Fast Shannon Mutual Information (FSMI)
A fast information theoretic algorithm for robotic exploration.
This work was done in collaboration with Zhengdong Zhang, Sertac Karamn and Vivienne Sze and presented at ICRA 2019.
paper
In scenarios where it might be dangerous or impossible for humans to navigate, like search and rescue, it would be great if we could send robots out to autonomously explore the environment. Completing this task may consist of a number of capabilities like creating a map or planning paths through the space. Among these critical components is the ability to decide where to move next. In this work, we created a new state of the art algorithm to answer this exploration problem.
Problem Setup
In the English language "exploration" can mean a several related things, but here it has a very specific meaning:
A robot is placed in an unknown environment and as it moves through that environment it creates a map. The robot's exploration goal is to create the most useful map by expending the least amount of energy. The "usefulness" of the map is measured by how much information the map describes about the environment.

### GIVEN RECORDS
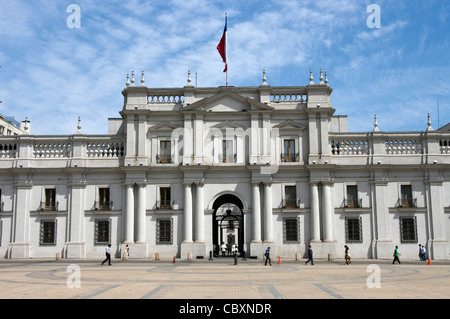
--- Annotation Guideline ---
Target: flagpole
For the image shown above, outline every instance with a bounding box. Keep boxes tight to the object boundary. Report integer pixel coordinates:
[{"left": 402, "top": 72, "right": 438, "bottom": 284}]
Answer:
[{"left": 225, "top": 12, "right": 228, "bottom": 86}]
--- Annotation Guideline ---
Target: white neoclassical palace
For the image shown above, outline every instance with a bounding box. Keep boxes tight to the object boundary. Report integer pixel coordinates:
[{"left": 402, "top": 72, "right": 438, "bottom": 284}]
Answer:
[{"left": 0, "top": 71, "right": 450, "bottom": 259}]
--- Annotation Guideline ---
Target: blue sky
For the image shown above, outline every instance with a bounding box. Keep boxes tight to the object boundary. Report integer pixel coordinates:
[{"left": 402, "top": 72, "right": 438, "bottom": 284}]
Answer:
[{"left": 0, "top": 0, "right": 450, "bottom": 135}]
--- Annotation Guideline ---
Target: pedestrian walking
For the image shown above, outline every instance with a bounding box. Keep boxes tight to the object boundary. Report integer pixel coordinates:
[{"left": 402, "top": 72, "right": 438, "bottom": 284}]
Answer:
[
  {"left": 264, "top": 247, "right": 272, "bottom": 266},
  {"left": 305, "top": 245, "right": 314, "bottom": 266},
  {"left": 422, "top": 245, "right": 427, "bottom": 261},
  {"left": 220, "top": 242, "right": 227, "bottom": 257},
  {"left": 344, "top": 245, "right": 352, "bottom": 266},
  {"left": 392, "top": 246, "right": 401, "bottom": 264},
  {"left": 102, "top": 244, "right": 111, "bottom": 266}
]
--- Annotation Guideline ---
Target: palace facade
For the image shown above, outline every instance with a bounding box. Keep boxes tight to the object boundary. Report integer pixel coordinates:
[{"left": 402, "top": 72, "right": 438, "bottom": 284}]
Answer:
[{"left": 0, "top": 71, "right": 450, "bottom": 259}]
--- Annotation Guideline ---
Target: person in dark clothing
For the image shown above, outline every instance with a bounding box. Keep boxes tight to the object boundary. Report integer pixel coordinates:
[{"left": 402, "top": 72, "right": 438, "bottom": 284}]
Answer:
[
  {"left": 102, "top": 244, "right": 111, "bottom": 266},
  {"left": 264, "top": 247, "right": 272, "bottom": 266},
  {"left": 305, "top": 245, "right": 314, "bottom": 265},
  {"left": 392, "top": 246, "right": 401, "bottom": 264}
]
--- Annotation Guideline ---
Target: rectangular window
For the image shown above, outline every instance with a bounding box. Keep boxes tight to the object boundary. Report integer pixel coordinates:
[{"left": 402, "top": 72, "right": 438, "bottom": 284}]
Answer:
[
  {"left": 94, "top": 219, "right": 111, "bottom": 245},
  {"left": 159, "top": 187, "right": 171, "bottom": 209},
  {"left": 401, "top": 185, "right": 414, "bottom": 207},
  {"left": 159, "top": 141, "right": 172, "bottom": 163},
  {"left": 283, "top": 140, "right": 295, "bottom": 162},
  {"left": 347, "top": 185, "right": 359, "bottom": 208},
  {"left": 400, "top": 217, "right": 417, "bottom": 243},
  {"left": 98, "top": 188, "right": 111, "bottom": 210},
  {"left": 284, "top": 218, "right": 300, "bottom": 243},
  {"left": 39, "top": 220, "right": 56, "bottom": 246},
  {"left": 44, "top": 188, "right": 56, "bottom": 210},
  {"left": 156, "top": 219, "right": 172, "bottom": 244},
  {"left": 284, "top": 186, "right": 297, "bottom": 208},
  {"left": 345, "top": 218, "right": 362, "bottom": 242},
  {"left": 222, "top": 140, "right": 234, "bottom": 163}
]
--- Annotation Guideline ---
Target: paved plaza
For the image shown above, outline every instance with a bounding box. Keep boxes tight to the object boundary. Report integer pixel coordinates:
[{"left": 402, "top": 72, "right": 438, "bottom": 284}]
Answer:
[{"left": 0, "top": 258, "right": 450, "bottom": 300}]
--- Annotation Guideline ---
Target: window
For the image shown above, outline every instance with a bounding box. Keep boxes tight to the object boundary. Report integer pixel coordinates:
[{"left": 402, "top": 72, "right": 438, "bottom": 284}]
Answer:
[
  {"left": 159, "top": 141, "right": 172, "bottom": 163},
  {"left": 156, "top": 218, "right": 172, "bottom": 244},
  {"left": 222, "top": 140, "right": 234, "bottom": 163},
  {"left": 44, "top": 188, "right": 56, "bottom": 210},
  {"left": 98, "top": 188, "right": 111, "bottom": 210},
  {"left": 283, "top": 218, "right": 300, "bottom": 243},
  {"left": 400, "top": 185, "right": 414, "bottom": 207},
  {"left": 39, "top": 220, "right": 56, "bottom": 246},
  {"left": 159, "top": 187, "right": 171, "bottom": 209},
  {"left": 345, "top": 218, "right": 362, "bottom": 243},
  {"left": 284, "top": 186, "right": 297, "bottom": 208},
  {"left": 400, "top": 217, "right": 417, "bottom": 243},
  {"left": 282, "top": 140, "right": 295, "bottom": 162},
  {"left": 346, "top": 185, "right": 359, "bottom": 208},
  {"left": 94, "top": 219, "right": 111, "bottom": 245}
]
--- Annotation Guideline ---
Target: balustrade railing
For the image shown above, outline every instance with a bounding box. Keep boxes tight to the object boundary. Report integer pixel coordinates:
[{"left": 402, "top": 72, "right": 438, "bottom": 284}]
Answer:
[
  {"left": 33, "top": 141, "right": 72, "bottom": 158},
  {"left": 147, "top": 89, "right": 184, "bottom": 104},
  {"left": 330, "top": 136, "right": 370, "bottom": 155},
  {"left": 86, "top": 141, "right": 125, "bottom": 157},
  {"left": 385, "top": 138, "right": 423, "bottom": 155},
  {"left": 0, "top": 142, "right": 17, "bottom": 158},
  {"left": 270, "top": 89, "right": 308, "bottom": 103}
]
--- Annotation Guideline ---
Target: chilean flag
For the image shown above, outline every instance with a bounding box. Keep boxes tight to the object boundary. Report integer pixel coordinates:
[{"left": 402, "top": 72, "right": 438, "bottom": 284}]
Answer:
[{"left": 217, "top": 16, "right": 228, "bottom": 72}]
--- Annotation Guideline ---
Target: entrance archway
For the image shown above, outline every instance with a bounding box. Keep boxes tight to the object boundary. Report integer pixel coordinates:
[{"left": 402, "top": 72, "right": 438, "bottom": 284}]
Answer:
[{"left": 212, "top": 194, "right": 244, "bottom": 256}]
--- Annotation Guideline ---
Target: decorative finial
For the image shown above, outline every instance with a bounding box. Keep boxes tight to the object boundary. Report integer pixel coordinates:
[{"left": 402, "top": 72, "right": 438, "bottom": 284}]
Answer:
[
  {"left": 373, "top": 114, "right": 379, "bottom": 132},
  {"left": 263, "top": 70, "right": 267, "bottom": 85},
  {"left": 427, "top": 113, "right": 433, "bottom": 131},
  {"left": 309, "top": 69, "right": 314, "bottom": 85},
  {"left": 77, "top": 116, "right": 81, "bottom": 134}
]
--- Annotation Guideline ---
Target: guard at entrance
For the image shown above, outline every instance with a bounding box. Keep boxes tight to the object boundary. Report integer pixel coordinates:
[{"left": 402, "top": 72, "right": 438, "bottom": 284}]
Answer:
[{"left": 264, "top": 247, "right": 272, "bottom": 266}]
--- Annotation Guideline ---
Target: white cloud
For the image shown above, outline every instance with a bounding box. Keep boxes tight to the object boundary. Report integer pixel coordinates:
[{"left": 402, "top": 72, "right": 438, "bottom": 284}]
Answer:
[{"left": 0, "top": 0, "right": 450, "bottom": 134}]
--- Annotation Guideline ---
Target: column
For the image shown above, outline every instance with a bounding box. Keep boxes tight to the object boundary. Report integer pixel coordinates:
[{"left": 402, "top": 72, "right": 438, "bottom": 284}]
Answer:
[
  {"left": 9, "top": 185, "right": 31, "bottom": 259},
  {"left": 252, "top": 183, "right": 261, "bottom": 243},
  {"left": 310, "top": 182, "right": 320, "bottom": 242},
  {"left": 183, "top": 184, "right": 192, "bottom": 243},
  {"left": 65, "top": 180, "right": 86, "bottom": 258},
  {"left": 136, "top": 184, "right": 147, "bottom": 244},
  {"left": 195, "top": 183, "right": 205, "bottom": 243},
  {"left": 427, "top": 180, "right": 448, "bottom": 259},
  {"left": 322, "top": 183, "right": 333, "bottom": 241},
  {"left": 264, "top": 183, "right": 273, "bottom": 242},
  {"left": 124, "top": 184, "right": 134, "bottom": 244}
]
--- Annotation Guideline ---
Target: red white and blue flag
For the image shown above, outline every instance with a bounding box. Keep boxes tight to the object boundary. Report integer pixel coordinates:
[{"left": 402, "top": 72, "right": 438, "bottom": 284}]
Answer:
[{"left": 217, "top": 15, "right": 228, "bottom": 72}]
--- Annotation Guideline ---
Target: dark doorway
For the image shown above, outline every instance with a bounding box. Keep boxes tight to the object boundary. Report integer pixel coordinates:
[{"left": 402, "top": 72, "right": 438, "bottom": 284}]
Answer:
[{"left": 213, "top": 194, "right": 244, "bottom": 256}]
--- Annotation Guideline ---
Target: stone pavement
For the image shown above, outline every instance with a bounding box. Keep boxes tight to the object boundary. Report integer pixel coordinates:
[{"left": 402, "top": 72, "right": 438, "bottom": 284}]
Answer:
[{"left": 0, "top": 258, "right": 450, "bottom": 301}]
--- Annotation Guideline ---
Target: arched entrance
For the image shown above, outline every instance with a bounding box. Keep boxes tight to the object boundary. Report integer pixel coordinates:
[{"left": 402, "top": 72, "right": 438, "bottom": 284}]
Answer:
[{"left": 213, "top": 194, "right": 244, "bottom": 256}]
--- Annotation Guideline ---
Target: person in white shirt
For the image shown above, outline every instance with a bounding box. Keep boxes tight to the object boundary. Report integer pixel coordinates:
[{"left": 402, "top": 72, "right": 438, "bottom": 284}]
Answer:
[{"left": 102, "top": 244, "right": 111, "bottom": 266}]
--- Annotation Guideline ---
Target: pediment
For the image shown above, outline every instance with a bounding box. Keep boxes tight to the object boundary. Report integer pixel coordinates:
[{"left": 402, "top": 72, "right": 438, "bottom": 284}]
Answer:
[
  {"left": 274, "top": 120, "right": 306, "bottom": 131},
  {"left": 148, "top": 122, "right": 181, "bottom": 132},
  {"left": 213, "top": 120, "right": 244, "bottom": 129},
  {"left": 182, "top": 91, "right": 273, "bottom": 112}
]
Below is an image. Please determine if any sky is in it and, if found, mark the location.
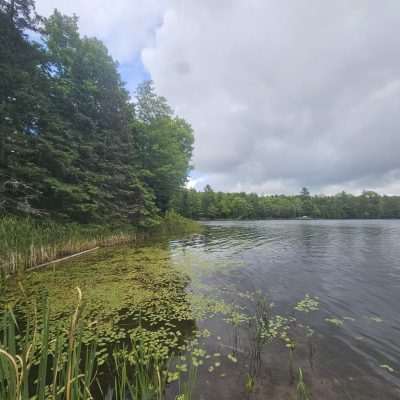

### WRITTEN PROBLEM A
Please copy the part of the FSMI page that opens with the words containing "Fast Shannon Mutual" and closes with "at ICRA 2019.", word for word.
### WRITTEN PROBLEM B
Count the lines in the listing that contain the string "entrance", treating uppercase and lowercase as different, and give only the number.

### CORRECT OUTPUT A
Fast Shannon Mutual Information (FSMI)
A fast information theoretic algorithm for robotic exploration.
This work was done in collaboration with Zhengdong Zhang, Sertac Karamn and Vivienne Sze and presented at ICRA 2019.

### CORRECT OUTPUT B
3